** SUPPLIED TEXT follows **

Analysis

Bulgaria and Romania are finally rid of the CVM, but Schengen membership remains elusive

Bulgaria and Romania will likely need to wait at least another 12 months before joining the Schengen border-free travel zone. That’s bad news for their economies.

The European Commission on September 15 formally closed the so-called Cooperation and Verification Mechanism (CVM) for Bulgaria and Romania, introduced at the accession of both countries to the European Union in 2007 as a transitional measure to facilitate progress in the fields of judicial reform and anti-corruption, as well as on organised crime for Bulgaria.  

“The rule of law is one of our fundamental common values as a Union and both member states have delivered on important reforms in these past years,” said Ursula von der Leyen, president of the European Commission. “Today we recognise these efforts by putting an end to the CVM. Work can now continue under the annual rule of law cycle as for all member states.”

** End of SUPPLIED TEXT **
** RECORDS PROVIDED follows **

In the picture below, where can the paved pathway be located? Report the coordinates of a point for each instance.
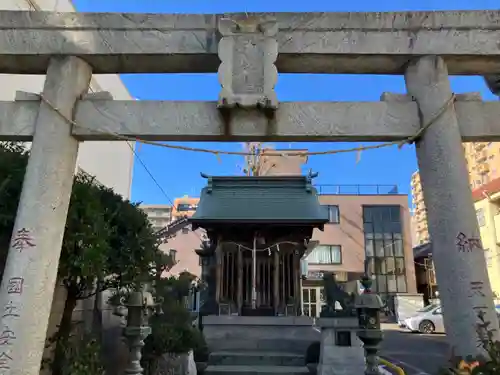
(417, 354)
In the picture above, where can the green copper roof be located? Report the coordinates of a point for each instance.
(267, 199)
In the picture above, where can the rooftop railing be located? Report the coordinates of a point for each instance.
(357, 189)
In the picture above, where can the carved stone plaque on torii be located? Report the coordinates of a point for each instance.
(247, 51)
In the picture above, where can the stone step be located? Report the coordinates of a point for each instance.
(256, 358)
(273, 345)
(256, 370)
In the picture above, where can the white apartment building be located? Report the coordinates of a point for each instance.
(109, 161)
(160, 215)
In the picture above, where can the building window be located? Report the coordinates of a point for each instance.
(325, 254)
(333, 214)
(480, 217)
(173, 254)
(384, 248)
(186, 207)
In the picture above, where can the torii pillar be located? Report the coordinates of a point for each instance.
(31, 269)
(461, 272)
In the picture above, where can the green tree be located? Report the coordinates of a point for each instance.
(108, 241)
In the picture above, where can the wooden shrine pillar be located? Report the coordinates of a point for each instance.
(240, 281)
(276, 281)
(296, 280)
(218, 274)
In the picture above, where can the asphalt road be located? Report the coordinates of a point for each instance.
(417, 354)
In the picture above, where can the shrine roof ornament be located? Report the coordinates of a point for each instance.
(277, 200)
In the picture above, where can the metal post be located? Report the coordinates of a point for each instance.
(31, 269)
(457, 251)
(254, 273)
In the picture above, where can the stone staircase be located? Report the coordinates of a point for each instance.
(255, 363)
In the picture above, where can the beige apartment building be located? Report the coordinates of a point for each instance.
(483, 162)
(159, 215)
(371, 228)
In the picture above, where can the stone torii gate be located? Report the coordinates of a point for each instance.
(247, 51)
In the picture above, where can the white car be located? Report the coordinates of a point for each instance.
(427, 320)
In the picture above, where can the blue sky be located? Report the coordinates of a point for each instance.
(178, 172)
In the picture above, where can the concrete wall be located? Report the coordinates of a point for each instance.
(185, 243)
(349, 232)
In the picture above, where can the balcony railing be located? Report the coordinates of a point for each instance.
(357, 189)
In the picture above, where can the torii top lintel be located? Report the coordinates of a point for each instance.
(357, 43)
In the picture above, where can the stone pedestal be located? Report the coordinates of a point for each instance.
(341, 350)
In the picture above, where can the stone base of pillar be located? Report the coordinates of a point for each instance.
(341, 350)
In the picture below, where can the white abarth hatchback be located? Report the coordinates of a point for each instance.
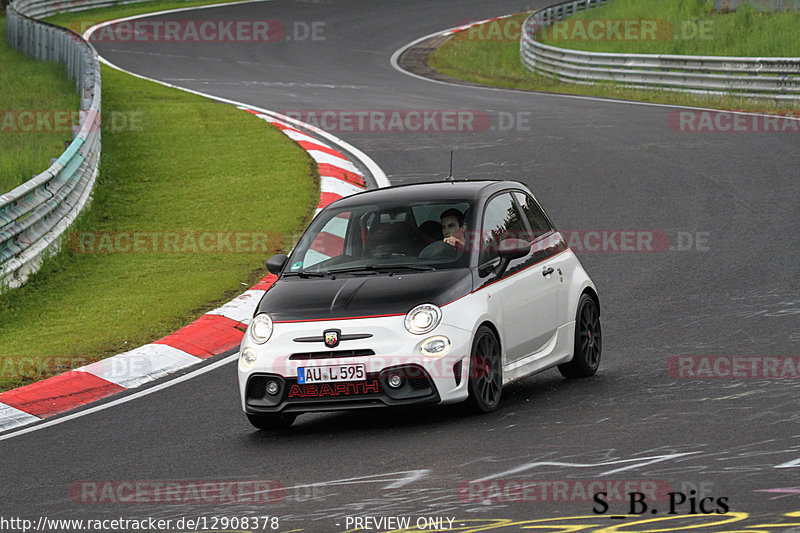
(429, 293)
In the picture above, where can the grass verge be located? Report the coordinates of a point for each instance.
(174, 166)
(684, 27)
(29, 87)
(489, 55)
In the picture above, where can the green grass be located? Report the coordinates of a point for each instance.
(685, 27)
(489, 55)
(29, 85)
(172, 162)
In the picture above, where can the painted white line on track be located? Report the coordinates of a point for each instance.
(141, 365)
(377, 172)
(338, 186)
(11, 417)
(124, 399)
(240, 308)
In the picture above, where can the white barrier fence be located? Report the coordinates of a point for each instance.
(775, 78)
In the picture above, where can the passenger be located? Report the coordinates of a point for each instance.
(454, 228)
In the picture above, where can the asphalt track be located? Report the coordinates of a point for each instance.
(594, 165)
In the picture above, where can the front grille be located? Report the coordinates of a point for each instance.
(330, 354)
(257, 387)
(419, 383)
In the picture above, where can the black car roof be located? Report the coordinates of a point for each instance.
(435, 190)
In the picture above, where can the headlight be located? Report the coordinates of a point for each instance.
(435, 346)
(248, 357)
(423, 319)
(261, 328)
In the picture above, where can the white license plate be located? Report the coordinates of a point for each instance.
(327, 374)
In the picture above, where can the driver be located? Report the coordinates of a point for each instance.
(453, 228)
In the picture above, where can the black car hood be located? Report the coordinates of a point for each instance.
(350, 296)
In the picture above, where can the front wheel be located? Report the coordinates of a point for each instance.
(271, 421)
(485, 372)
(588, 341)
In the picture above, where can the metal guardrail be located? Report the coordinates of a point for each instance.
(34, 216)
(776, 78)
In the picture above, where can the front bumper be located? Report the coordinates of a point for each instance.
(385, 348)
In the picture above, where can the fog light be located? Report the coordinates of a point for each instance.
(395, 381)
(435, 346)
(249, 357)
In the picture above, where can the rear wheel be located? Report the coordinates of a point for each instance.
(485, 372)
(588, 341)
(271, 421)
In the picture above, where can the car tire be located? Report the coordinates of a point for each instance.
(588, 341)
(270, 422)
(485, 383)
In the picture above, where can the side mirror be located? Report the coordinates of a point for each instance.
(276, 263)
(514, 249)
(509, 250)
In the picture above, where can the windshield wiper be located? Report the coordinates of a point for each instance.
(361, 268)
(410, 267)
(306, 274)
(379, 268)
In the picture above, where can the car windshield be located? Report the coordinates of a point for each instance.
(426, 235)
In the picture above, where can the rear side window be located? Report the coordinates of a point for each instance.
(501, 220)
(536, 217)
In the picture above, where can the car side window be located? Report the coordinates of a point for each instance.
(536, 217)
(501, 220)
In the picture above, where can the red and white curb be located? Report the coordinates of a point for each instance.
(216, 332)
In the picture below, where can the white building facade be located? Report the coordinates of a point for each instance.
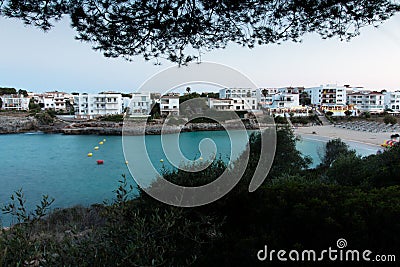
(89, 106)
(140, 104)
(15, 102)
(392, 101)
(366, 101)
(169, 104)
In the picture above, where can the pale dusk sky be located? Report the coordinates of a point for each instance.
(36, 61)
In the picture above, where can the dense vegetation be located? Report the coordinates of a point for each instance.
(297, 208)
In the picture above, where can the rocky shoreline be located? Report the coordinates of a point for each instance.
(12, 124)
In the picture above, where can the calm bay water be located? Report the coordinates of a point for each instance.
(58, 165)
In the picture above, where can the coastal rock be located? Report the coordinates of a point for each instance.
(17, 124)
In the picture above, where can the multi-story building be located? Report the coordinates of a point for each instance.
(392, 101)
(169, 104)
(56, 100)
(366, 101)
(15, 102)
(242, 98)
(328, 96)
(291, 90)
(267, 95)
(285, 101)
(234, 104)
(240, 93)
(140, 104)
(89, 106)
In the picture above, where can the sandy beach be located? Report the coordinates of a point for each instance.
(331, 132)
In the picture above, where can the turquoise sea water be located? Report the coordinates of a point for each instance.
(58, 165)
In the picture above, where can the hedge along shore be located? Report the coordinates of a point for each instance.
(331, 132)
(22, 123)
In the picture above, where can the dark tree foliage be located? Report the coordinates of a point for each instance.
(333, 150)
(177, 29)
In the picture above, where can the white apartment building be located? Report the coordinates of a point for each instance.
(15, 102)
(392, 101)
(285, 101)
(234, 104)
(328, 96)
(366, 101)
(220, 104)
(267, 95)
(291, 90)
(55, 100)
(140, 104)
(169, 104)
(89, 106)
(240, 93)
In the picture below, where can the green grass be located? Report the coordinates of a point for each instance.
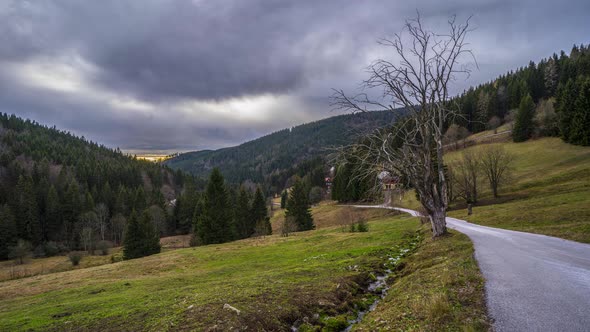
(272, 280)
(549, 192)
(439, 288)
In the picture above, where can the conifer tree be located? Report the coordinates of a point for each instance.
(52, 214)
(151, 239)
(566, 98)
(580, 125)
(243, 222)
(215, 224)
(259, 214)
(133, 238)
(28, 224)
(523, 125)
(298, 207)
(284, 197)
(8, 233)
(89, 202)
(141, 238)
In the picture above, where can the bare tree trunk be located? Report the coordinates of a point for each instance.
(439, 223)
(413, 149)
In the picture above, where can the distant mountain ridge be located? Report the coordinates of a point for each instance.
(260, 159)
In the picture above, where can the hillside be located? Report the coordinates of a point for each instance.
(55, 186)
(327, 269)
(274, 157)
(548, 191)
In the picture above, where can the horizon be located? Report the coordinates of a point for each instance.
(217, 75)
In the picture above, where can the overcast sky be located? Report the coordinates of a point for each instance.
(165, 76)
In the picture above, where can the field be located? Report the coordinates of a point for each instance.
(548, 191)
(273, 282)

** End of RECORDS PROVIDED **

**TASK GOAL:** Reproduce the full analysis on Bulgaria, Romania and the end of the CVM word for word, from its heading to the final quotation.

**TASK RESULT:**
Analysis

Bulgaria and Romania are finally rid of the CVM, but Schengen membership remains elusive

Bulgaria and Romania will likely need to wait at least another 12 months before joining the Schengen border-free travel zone. That’s bad news for their economies.

The European Commission on September 15 formally closed the so-called Cooperation and Verification Mechanism (CVM) for Bulgaria and Romania, introduced at the accession of both countries to the European Union in 2007 as a transitional measure to facilitate progress in the fields of judicial reform and anti-corruption, as well as on organised crime for Bulgaria.  

“The rule of law is one of our fundamental common values as a Union and both member states have delivered on important reforms in these past years,” said Ursula von der Leyen, president of the European Commission. “Today we recognise these efforts by putting an end to the CVM. Work can now continue under the annual rule of law cycle as for all member states.”